> _Prompt_
Reproduce verbatim the lines of the material from the one containing "point: man wearing" through the end of the material, inclusive.

> _Given records_
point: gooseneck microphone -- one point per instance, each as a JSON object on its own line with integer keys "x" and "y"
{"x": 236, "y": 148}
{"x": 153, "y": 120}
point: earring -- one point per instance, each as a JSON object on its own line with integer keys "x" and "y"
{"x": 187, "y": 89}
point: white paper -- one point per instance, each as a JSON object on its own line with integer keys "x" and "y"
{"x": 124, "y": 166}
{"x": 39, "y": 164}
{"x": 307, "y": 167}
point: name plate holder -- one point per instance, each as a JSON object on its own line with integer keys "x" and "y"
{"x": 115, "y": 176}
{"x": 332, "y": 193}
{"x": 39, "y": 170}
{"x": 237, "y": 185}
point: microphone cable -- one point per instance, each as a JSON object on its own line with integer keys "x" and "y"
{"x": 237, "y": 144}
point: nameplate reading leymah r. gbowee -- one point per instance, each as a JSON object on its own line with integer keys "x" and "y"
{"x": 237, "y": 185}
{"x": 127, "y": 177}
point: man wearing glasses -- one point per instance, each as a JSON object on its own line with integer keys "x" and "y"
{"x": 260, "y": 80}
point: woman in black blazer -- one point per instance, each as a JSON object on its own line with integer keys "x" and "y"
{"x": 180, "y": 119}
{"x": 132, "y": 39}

> _Complete answer_
point: man wearing glasses -- one point per instance, each as a JSON object on its own line with integer keys "x" and "y"
{"x": 260, "y": 80}
point: woman in black blazer -- one point per instance, each as a JSON object on its own line with integer keys "x" and "y"
{"x": 180, "y": 119}
{"x": 132, "y": 39}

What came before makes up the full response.